--- START OF Input rows ---
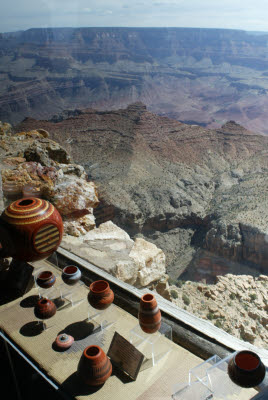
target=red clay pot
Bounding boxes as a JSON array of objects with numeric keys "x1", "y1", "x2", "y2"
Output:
[
  {"x1": 55, "y1": 333, "x2": 74, "y2": 350},
  {"x1": 0, "y1": 197, "x2": 63, "y2": 261},
  {"x1": 34, "y1": 297, "x2": 57, "y2": 319},
  {"x1": 228, "y1": 350, "x2": 265, "y2": 388},
  {"x1": 139, "y1": 293, "x2": 161, "y2": 333},
  {"x1": 36, "y1": 271, "x2": 56, "y2": 289},
  {"x1": 88, "y1": 281, "x2": 114, "y2": 310},
  {"x1": 77, "y1": 345, "x2": 112, "y2": 386}
]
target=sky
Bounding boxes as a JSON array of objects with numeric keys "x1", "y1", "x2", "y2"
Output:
[{"x1": 0, "y1": 0, "x2": 268, "y2": 32}]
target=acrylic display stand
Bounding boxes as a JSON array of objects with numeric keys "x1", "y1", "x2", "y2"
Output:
[
  {"x1": 171, "y1": 352, "x2": 264, "y2": 400},
  {"x1": 87, "y1": 303, "x2": 120, "y2": 332},
  {"x1": 58, "y1": 281, "x2": 85, "y2": 307},
  {"x1": 129, "y1": 321, "x2": 172, "y2": 369}
]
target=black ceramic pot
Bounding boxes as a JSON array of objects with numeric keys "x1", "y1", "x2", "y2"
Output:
[{"x1": 228, "y1": 350, "x2": 265, "y2": 388}]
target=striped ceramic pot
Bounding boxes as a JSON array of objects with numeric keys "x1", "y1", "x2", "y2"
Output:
[
  {"x1": 36, "y1": 271, "x2": 56, "y2": 289},
  {"x1": 61, "y1": 265, "x2": 82, "y2": 286},
  {"x1": 139, "y1": 293, "x2": 161, "y2": 333},
  {"x1": 0, "y1": 197, "x2": 63, "y2": 261},
  {"x1": 55, "y1": 333, "x2": 74, "y2": 350},
  {"x1": 77, "y1": 345, "x2": 112, "y2": 386},
  {"x1": 34, "y1": 297, "x2": 57, "y2": 319},
  {"x1": 228, "y1": 350, "x2": 266, "y2": 388},
  {"x1": 88, "y1": 281, "x2": 114, "y2": 310}
]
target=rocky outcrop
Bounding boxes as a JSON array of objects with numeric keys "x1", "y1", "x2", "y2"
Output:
[
  {"x1": 0, "y1": 126, "x2": 166, "y2": 287},
  {"x1": 16, "y1": 103, "x2": 268, "y2": 278},
  {"x1": 61, "y1": 221, "x2": 166, "y2": 287},
  {"x1": 0, "y1": 28, "x2": 268, "y2": 133},
  {"x1": 161, "y1": 274, "x2": 268, "y2": 348},
  {"x1": 0, "y1": 124, "x2": 99, "y2": 236}
]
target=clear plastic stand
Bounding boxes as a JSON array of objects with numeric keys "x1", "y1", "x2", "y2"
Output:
[
  {"x1": 172, "y1": 353, "x2": 242, "y2": 400},
  {"x1": 87, "y1": 303, "x2": 119, "y2": 332},
  {"x1": 58, "y1": 281, "x2": 85, "y2": 307},
  {"x1": 130, "y1": 322, "x2": 172, "y2": 370}
]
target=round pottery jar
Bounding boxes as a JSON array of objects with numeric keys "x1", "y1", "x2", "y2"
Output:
[
  {"x1": 139, "y1": 293, "x2": 161, "y2": 333},
  {"x1": 88, "y1": 281, "x2": 114, "y2": 310},
  {"x1": 228, "y1": 350, "x2": 265, "y2": 388},
  {"x1": 0, "y1": 197, "x2": 63, "y2": 261},
  {"x1": 77, "y1": 345, "x2": 112, "y2": 386},
  {"x1": 34, "y1": 297, "x2": 57, "y2": 319},
  {"x1": 55, "y1": 333, "x2": 74, "y2": 350},
  {"x1": 36, "y1": 271, "x2": 56, "y2": 289},
  {"x1": 61, "y1": 265, "x2": 82, "y2": 286}
]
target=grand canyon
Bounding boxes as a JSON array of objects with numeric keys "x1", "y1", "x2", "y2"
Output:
[
  {"x1": 0, "y1": 28, "x2": 268, "y2": 346},
  {"x1": 0, "y1": 28, "x2": 268, "y2": 133}
]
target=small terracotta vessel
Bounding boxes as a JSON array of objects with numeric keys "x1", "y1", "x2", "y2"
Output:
[
  {"x1": 55, "y1": 333, "x2": 74, "y2": 350},
  {"x1": 0, "y1": 197, "x2": 63, "y2": 261},
  {"x1": 36, "y1": 271, "x2": 56, "y2": 289},
  {"x1": 61, "y1": 265, "x2": 82, "y2": 286},
  {"x1": 228, "y1": 350, "x2": 265, "y2": 388},
  {"x1": 139, "y1": 293, "x2": 161, "y2": 333},
  {"x1": 34, "y1": 297, "x2": 57, "y2": 319},
  {"x1": 77, "y1": 345, "x2": 113, "y2": 386},
  {"x1": 88, "y1": 281, "x2": 114, "y2": 310}
]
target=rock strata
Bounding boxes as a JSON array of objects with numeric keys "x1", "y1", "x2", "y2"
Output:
[
  {"x1": 162, "y1": 274, "x2": 268, "y2": 349},
  {"x1": 16, "y1": 103, "x2": 268, "y2": 278}
]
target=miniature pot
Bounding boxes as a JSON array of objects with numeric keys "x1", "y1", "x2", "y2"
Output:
[
  {"x1": 88, "y1": 281, "x2": 114, "y2": 310},
  {"x1": 36, "y1": 271, "x2": 56, "y2": 289},
  {"x1": 228, "y1": 350, "x2": 265, "y2": 388},
  {"x1": 139, "y1": 293, "x2": 161, "y2": 333},
  {"x1": 0, "y1": 197, "x2": 63, "y2": 261},
  {"x1": 55, "y1": 333, "x2": 74, "y2": 350},
  {"x1": 34, "y1": 297, "x2": 57, "y2": 319},
  {"x1": 61, "y1": 265, "x2": 82, "y2": 286},
  {"x1": 77, "y1": 345, "x2": 112, "y2": 386}
]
--- END OF Input rows ---
### What is expected:
Reproduce every line of the data above verbatim, with the pictures left out of your answer.

### Right answer:
target=red clay pot
Bounding boxes as a JSON array of objects with numeric keys "x1", "y1", "x2", "y2"
Output:
[
  {"x1": 55, "y1": 333, "x2": 74, "y2": 350},
  {"x1": 0, "y1": 197, "x2": 63, "y2": 261},
  {"x1": 34, "y1": 297, "x2": 57, "y2": 319},
  {"x1": 228, "y1": 350, "x2": 265, "y2": 388},
  {"x1": 139, "y1": 293, "x2": 161, "y2": 333},
  {"x1": 36, "y1": 271, "x2": 56, "y2": 289},
  {"x1": 88, "y1": 281, "x2": 114, "y2": 310},
  {"x1": 77, "y1": 345, "x2": 112, "y2": 386}
]
target=sky
Bounding boxes as a JSON array of objects with numeric keys "x1", "y1", "x2", "y2"
Output:
[{"x1": 0, "y1": 0, "x2": 268, "y2": 32}]
target=acrylic display stand
Bounding boxes as a JSON array of objects with numeric keys "x1", "y1", "x2", "y2"
Output:
[
  {"x1": 171, "y1": 352, "x2": 264, "y2": 400},
  {"x1": 87, "y1": 303, "x2": 120, "y2": 332},
  {"x1": 58, "y1": 281, "x2": 85, "y2": 307},
  {"x1": 129, "y1": 321, "x2": 172, "y2": 369}
]
target=black ceramic pot
Bounding boxes as a JSON array of objects with numeric keys "x1", "y1", "x2", "y2"
Output:
[{"x1": 228, "y1": 350, "x2": 265, "y2": 388}]
target=striped ceramic pot
Bounding boxes as a JSON array of objects with numeric keys "x1", "y1", "x2", "y2"
Output:
[
  {"x1": 36, "y1": 271, "x2": 56, "y2": 289},
  {"x1": 61, "y1": 265, "x2": 82, "y2": 286},
  {"x1": 139, "y1": 293, "x2": 161, "y2": 333},
  {"x1": 0, "y1": 197, "x2": 63, "y2": 261},
  {"x1": 55, "y1": 333, "x2": 74, "y2": 350},
  {"x1": 77, "y1": 345, "x2": 112, "y2": 386},
  {"x1": 34, "y1": 297, "x2": 57, "y2": 319},
  {"x1": 228, "y1": 350, "x2": 266, "y2": 388},
  {"x1": 88, "y1": 281, "x2": 114, "y2": 310}
]
target=rocky outcrop
Bounding boxes as a JSON array of objects with numeric keys "x1", "y1", "x2", "y2"
Output:
[
  {"x1": 0, "y1": 126, "x2": 166, "y2": 287},
  {"x1": 16, "y1": 103, "x2": 268, "y2": 278},
  {"x1": 61, "y1": 221, "x2": 166, "y2": 287},
  {"x1": 0, "y1": 28, "x2": 268, "y2": 133},
  {"x1": 161, "y1": 274, "x2": 268, "y2": 348},
  {"x1": 0, "y1": 124, "x2": 99, "y2": 236}
]
target=clear plastic stand
Bounding boxes as a JSON array of objects with numeric keys "x1", "y1", "x2", "y2"
Output:
[
  {"x1": 172, "y1": 353, "x2": 242, "y2": 400},
  {"x1": 87, "y1": 303, "x2": 119, "y2": 332},
  {"x1": 58, "y1": 281, "x2": 85, "y2": 307},
  {"x1": 130, "y1": 322, "x2": 172, "y2": 370}
]
target=round pottery jar
Bounding boxes as a JSON array of objects with numeric keys "x1", "y1", "x2", "y2"
Output:
[
  {"x1": 139, "y1": 293, "x2": 161, "y2": 333},
  {"x1": 88, "y1": 281, "x2": 114, "y2": 310},
  {"x1": 228, "y1": 350, "x2": 265, "y2": 388},
  {"x1": 0, "y1": 197, "x2": 63, "y2": 261},
  {"x1": 77, "y1": 345, "x2": 112, "y2": 386},
  {"x1": 34, "y1": 297, "x2": 57, "y2": 319},
  {"x1": 55, "y1": 333, "x2": 74, "y2": 350},
  {"x1": 36, "y1": 271, "x2": 56, "y2": 289},
  {"x1": 61, "y1": 265, "x2": 82, "y2": 286}
]
target=grand canyon
Bounding boxes as a JSON array of objects with numeric keys "x1", "y1", "x2", "y2"
Output:
[
  {"x1": 0, "y1": 28, "x2": 268, "y2": 346},
  {"x1": 0, "y1": 28, "x2": 268, "y2": 133}
]
target=small terracotta vessel
Bounding boxes as a JSON array of objects with numeric keys "x1", "y1", "x2", "y2"
Output:
[
  {"x1": 55, "y1": 333, "x2": 74, "y2": 350},
  {"x1": 0, "y1": 197, "x2": 63, "y2": 261},
  {"x1": 36, "y1": 271, "x2": 56, "y2": 289},
  {"x1": 61, "y1": 265, "x2": 82, "y2": 286},
  {"x1": 228, "y1": 350, "x2": 265, "y2": 388},
  {"x1": 139, "y1": 293, "x2": 161, "y2": 333},
  {"x1": 34, "y1": 297, "x2": 57, "y2": 319},
  {"x1": 77, "y1": 345, "x2": 113, "y2": 386},
  {"x1": 88, "y1": 281, "x2": 114, "y2": 310}
]
target=rock strata
Bounding boxes as a JSON array of objects with numeric keys "x1", "y1", "x2", "y2"
Output:
[
  {"x1": 162, "y1": 274, "x2": 268, "y2": 349},
  {"x1": 16, "y1": 103, "x2": 268, "y2": 278}
]
target=miniature pot
Bounding boxes as a JSON array of objects with numeric keys "x1", "y1", "x2", "y2"
Output:
[
  {"x1": 88, "y1": 281, "x2": 114, "y2": 310},
  {"x1": 36, "y1": 271, "x2": 56, "y2": 289},
  {"x1": 228, "y1": 350, "x2": 265, "y2": 388},
  {"x1": 139, "y1": 293, "x2": 161, "y2": 333},
  {"x1": 0, "y1": 197, "x2": 63, "y2": 261},
  {"x1": 55, "y1": 333, "x2": 74, "y2": 350},
  {"x1": 34, "y1": 297, "x2": 57, "y2": 319},
  {"x1": 61, "y1": 265, "x2": 82, "y2": 286},
  {"x1": 77, "y1": 345, "x2": 112, "y2": 386}
]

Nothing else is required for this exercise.